▶ [What is needed] Every entry below has to appear again in your reply, word for word, but no picture may.

▶ [Stored data entries]

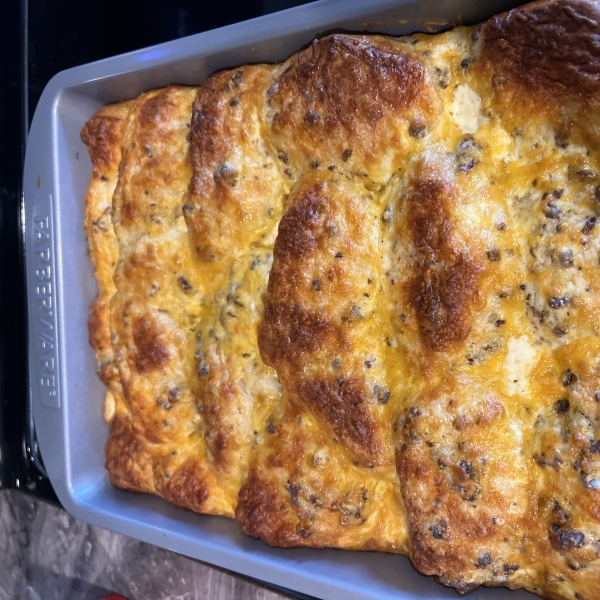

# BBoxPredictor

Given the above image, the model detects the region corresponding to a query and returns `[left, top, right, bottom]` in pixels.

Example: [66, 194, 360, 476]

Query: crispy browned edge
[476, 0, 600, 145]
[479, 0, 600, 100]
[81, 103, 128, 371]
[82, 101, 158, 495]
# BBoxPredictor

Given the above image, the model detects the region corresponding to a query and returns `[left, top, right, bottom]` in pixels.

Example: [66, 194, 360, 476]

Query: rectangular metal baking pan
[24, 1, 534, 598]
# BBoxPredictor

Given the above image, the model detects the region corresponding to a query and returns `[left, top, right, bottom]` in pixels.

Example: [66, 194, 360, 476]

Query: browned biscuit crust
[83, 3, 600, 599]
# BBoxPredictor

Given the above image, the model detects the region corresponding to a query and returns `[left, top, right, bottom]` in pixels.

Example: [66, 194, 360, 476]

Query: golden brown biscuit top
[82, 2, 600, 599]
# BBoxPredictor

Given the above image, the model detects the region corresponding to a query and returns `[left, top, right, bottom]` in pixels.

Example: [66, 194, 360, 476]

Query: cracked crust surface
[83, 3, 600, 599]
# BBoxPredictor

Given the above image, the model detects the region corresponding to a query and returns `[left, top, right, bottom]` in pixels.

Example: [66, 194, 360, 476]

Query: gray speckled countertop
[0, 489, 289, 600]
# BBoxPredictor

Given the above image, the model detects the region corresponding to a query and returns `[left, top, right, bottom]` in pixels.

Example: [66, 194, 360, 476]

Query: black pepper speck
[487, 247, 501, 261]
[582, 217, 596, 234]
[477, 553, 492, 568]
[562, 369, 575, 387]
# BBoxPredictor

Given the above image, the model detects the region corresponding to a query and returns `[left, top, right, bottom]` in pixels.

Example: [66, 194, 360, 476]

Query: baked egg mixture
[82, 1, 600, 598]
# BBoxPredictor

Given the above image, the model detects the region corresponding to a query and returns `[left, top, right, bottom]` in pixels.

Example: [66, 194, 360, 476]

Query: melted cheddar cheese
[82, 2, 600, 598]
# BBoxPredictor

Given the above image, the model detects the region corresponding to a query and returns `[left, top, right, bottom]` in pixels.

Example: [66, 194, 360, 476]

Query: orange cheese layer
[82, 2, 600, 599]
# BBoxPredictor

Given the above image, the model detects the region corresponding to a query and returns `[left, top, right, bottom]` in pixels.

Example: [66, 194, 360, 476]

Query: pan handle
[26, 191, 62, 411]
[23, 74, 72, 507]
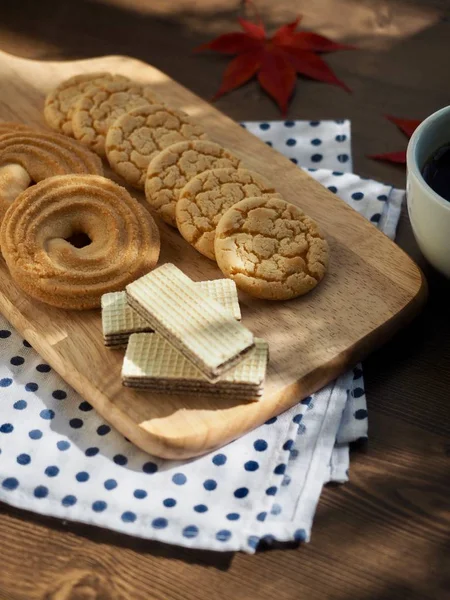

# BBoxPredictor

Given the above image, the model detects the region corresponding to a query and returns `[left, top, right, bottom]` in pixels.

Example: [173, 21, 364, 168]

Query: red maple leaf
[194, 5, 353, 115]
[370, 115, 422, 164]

▶ [Task response]
# BBoxPredictor

Given the above image, the model detects the region corresponding to a query and returns `[left, top, right, bottom]` in pixels.

Example: [66, 194, 360, 476]

Query: crispy browned edge
[476, 0, 600, 145]
[479, 0, 600, 100]
[81, 103, 128, 371]
[82, 101, 158, 495]
# BBoxPredictor

Given the above image, the model detects the region corresponding to a query and returns `[left, top, right, bottom]` in pixels.

Example: [66, 194, 360, 476]

Query: rectangular metal baking pan
[24, 1, 534, 598]
# BBoxPredictor

Given the above image, the model detects the region corresponding to a query and returns `[left, top, right, bottom]` in pixels.

Example: [66, 194, 360, 476]

Query: browned biscuit crust
[83, 3, 600, 599]
# BBoxPredictor

Given the above image, the model detects the region corresponding to a query and returns `[left, top, right, bottom]` in pixels.

Example: [66, 194, 360, 476]

Query: golden brown biscuit top
[82, 2, 600, 599]
# BBoxPredictor

Given the above image, the model detects the region corresponding to a query and returns `[left, top, right, bottom]` in pixels.

Example: [66, 194, 360, 476]

Query: cracked crust surface
[83, 3, 600, 599]
# BBoxPredictor

Given the above image, the model detects the region corresponding to a query and returns `[left, top, right, bottom]` in pixels.

Example: [66, 194, 360, 476]

Query: gray speckled countertop
[0, 489, 289, 600]
# BBoxPredictor

Given the above image, the model detects the region corresponding to a query and returns `[left, top, right, bottom]` in pixels.

Example: [66, 194, 360, 476]

Query: black pepper speck
[487, 247, 501, 261]
[582, 217, 596, 234]
[477, 553, 492, 568]
[562, 369, 575, 387]
# BBoxPredictor

Given the above image, the model detects the region corresponding to a query and returns `[left, top, right, bottom]` in pixels.

Example: [66, 194, 360, 476]

Query: baked egg mixture
[82, 1, 600, 598]
# BBoxPredictor

Given the above image, the model detects the region corresponding to a query and returns `[left, top, right, bottom]` in pixels.

Example: [66, 194, 360, 476]

Query: melted cheddar cheese
[82, 2, 600, 598]
# BBoxPredictor

Given the above image, the model detects the region corresponding to a query and returns `[left, top, right, bottom]` in pixels.

Example: [66, 194, 360, 476]

Query: orange cheese layer
[82, 2, 600, 599]
# BBoxPredictor

Given the above image, the model detects the region corresponding to a query and returns `[left, top, right, bottom]` in pixels.

Example: [66, 194, 360, 476]

Query: pan handle
[26, 191, 62, 411]
[23, 74, 72, 507]

# BBoxPredictor

Given the above image, the model detects the region corresponding to a query and returns `[left, top, right, bottom]` in pixels.

Example: [173, 21, 364, 168]

Query: red maple leaf
[194, 5, 353, 115]
[370, 115, 422, 164]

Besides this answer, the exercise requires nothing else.